- Task goal: Report every line of the records that contains the string "trunk", matching its case exactly.

[Saved entries]

## Start

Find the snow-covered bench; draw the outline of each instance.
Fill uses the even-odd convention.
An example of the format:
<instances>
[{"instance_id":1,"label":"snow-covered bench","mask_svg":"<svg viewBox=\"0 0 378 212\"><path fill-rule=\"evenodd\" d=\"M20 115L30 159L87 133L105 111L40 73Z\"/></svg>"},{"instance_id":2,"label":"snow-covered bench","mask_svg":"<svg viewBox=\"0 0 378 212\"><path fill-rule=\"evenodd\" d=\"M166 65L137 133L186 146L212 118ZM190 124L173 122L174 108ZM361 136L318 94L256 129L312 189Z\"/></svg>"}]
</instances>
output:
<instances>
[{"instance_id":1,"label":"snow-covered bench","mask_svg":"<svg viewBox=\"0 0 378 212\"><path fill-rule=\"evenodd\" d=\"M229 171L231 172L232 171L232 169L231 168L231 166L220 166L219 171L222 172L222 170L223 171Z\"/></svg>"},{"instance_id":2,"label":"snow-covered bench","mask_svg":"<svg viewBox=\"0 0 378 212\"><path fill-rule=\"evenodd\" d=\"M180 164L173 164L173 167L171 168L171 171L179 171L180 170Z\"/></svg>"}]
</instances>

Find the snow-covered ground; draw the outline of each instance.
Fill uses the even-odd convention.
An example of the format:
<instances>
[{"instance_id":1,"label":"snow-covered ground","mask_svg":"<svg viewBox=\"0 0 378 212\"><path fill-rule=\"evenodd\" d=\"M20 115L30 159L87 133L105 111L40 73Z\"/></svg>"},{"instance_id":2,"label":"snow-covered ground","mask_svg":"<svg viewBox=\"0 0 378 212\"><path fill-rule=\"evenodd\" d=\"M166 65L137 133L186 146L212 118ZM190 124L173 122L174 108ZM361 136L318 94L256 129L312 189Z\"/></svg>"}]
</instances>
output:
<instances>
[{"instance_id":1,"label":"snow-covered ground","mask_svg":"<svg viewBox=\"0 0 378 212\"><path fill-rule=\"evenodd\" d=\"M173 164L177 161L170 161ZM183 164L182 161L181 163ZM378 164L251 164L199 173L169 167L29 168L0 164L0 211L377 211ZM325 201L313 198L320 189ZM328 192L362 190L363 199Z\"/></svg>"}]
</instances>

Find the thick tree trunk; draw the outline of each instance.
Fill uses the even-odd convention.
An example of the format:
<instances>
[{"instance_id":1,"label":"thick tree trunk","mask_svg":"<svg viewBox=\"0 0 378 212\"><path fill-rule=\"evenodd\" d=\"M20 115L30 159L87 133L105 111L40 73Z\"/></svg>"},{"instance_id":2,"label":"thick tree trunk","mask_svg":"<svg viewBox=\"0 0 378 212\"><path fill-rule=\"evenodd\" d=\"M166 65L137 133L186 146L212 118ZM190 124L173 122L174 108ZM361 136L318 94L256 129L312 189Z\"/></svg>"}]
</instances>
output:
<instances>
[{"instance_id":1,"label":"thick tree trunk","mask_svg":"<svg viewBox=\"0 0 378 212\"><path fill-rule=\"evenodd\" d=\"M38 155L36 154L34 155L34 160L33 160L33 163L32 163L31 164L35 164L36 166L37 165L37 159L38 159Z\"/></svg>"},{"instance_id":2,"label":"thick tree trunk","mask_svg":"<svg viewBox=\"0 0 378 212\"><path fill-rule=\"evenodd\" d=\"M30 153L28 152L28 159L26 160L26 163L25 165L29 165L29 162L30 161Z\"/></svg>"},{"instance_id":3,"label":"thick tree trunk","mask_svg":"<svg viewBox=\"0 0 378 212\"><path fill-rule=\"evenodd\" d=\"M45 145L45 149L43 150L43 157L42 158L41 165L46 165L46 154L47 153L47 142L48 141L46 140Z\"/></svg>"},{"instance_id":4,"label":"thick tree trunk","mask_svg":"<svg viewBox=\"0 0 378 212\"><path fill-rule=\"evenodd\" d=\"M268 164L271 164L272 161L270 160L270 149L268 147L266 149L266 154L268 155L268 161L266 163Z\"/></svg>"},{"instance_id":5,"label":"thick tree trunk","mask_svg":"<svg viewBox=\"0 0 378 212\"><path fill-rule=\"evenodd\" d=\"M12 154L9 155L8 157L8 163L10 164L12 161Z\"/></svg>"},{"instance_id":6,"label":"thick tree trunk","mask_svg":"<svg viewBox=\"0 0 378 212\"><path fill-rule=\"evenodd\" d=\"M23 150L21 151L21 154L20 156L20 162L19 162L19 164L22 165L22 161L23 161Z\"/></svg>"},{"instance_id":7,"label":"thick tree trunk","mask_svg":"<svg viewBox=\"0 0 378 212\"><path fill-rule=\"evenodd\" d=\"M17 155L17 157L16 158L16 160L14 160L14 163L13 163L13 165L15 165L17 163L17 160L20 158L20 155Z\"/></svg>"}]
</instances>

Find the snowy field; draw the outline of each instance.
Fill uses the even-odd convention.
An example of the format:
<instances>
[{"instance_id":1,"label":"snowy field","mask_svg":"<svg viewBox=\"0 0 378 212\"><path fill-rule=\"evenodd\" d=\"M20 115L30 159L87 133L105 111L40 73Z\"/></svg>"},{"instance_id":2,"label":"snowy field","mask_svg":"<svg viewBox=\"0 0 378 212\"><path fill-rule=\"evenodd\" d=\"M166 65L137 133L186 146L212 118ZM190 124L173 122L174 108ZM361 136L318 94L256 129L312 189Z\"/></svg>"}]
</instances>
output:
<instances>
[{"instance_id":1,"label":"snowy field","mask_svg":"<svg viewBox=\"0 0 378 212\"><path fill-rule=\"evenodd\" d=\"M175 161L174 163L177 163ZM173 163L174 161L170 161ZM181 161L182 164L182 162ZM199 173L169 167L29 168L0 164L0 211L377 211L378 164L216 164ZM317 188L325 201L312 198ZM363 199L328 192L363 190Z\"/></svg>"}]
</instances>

## End

- Result of the task:
Find the thick tree trunk; draw the outline of each instance.
[{"instance_id":1,"label":"thick tree trunk","mask_svg":"<svg viewBox=\"0 0 378 212\"><path fill-rule=\"evenodd\" d=\"M20 115L30 159L87 133L105 111L40 73Z\"/></svg>"},{"instance_id":2,"label":"thick tree trunk","mask_svg":"<svg viewBox=\"0 0 378 212\"><path fill-rule=\"evenodd\" d=\"M166 65L137 133L186 146L212 118ZM190 124L173 122L174 108ZM361 136L318 94L256 129L312 189Z\"/></svg>"}]
[{"instance_id":1,"label":"thick tree trunk","mask_svg":"<svg viewBox=\"0 0 378 212\"><path fill-rule=\"evenodd\" d=\"M38 155L36 154L34 155L34 160L33 160L33 163L32 163L31 164L35 164L36 166L37 165L37 159L38 159Z\"/></svg>"},{"instance_id":2,"label":"thick tree trunk","mask_svg":"<svg viewBox=\"0 0 378 212\"><path fill-rule=\"evenodd\" d=\"M30 153L28 152L28 159L26 160L26 163L25 165L29 165L29 162L30 161Z\"/></svg>"},{"instance_id":3,"label":"thick tree trunk","mask_svg":"<svg viewBox=\"0 0 378 212\"><path fill-rule=\"evenodd\" d=\"M45 145L45 149L43 150L43 157L42 158L41 165L46 165L46 154L47 153L47 142L48 141L46 140Z\"/></svg>"},{"instance_id":4,"label":"thick tree trunk","mask_svg":"<svg viewBox=\"0 0 378 212\"><path fill-rule=\"evenodd\" d=\"M268 164L271 164L272 161L270 160L270 149L268 147L266 149L266 154L268 155L268 161L266 163Z\"/></svg>"},{"instance_id":5,"label":"thick tree trunk","mask_svg":"<svg viewBox=\"0 0 378 212\"><path fill-rule=\"evenodd\" d=\"M12 154L9 155L8 157L8 163L10 164L12 161Z\"/></svg>"},{"instance_id":6,"label":"thick tree trunk","mask_svg":"<svg viewBox=\"0 0 378 212\"><path fill-rule=\"evenodd\" d=\"M23 150L21 151L21 154L20 156L20 162L19 162L19 164L22 165L22 161L23 161Z\"/></svg>"},{"instance_id":7,"label":"thick tree trunk","mask_svg":"<svg viewBox=\"0 0 378 212\"><path fill-rule=\"evenodd\" d=\"M17 155L17 157L16 158L16 160L14 160L14 163L13 163L13 165L15 165L17 163L17 160L20 158L20 155Z\"/></svg>"}]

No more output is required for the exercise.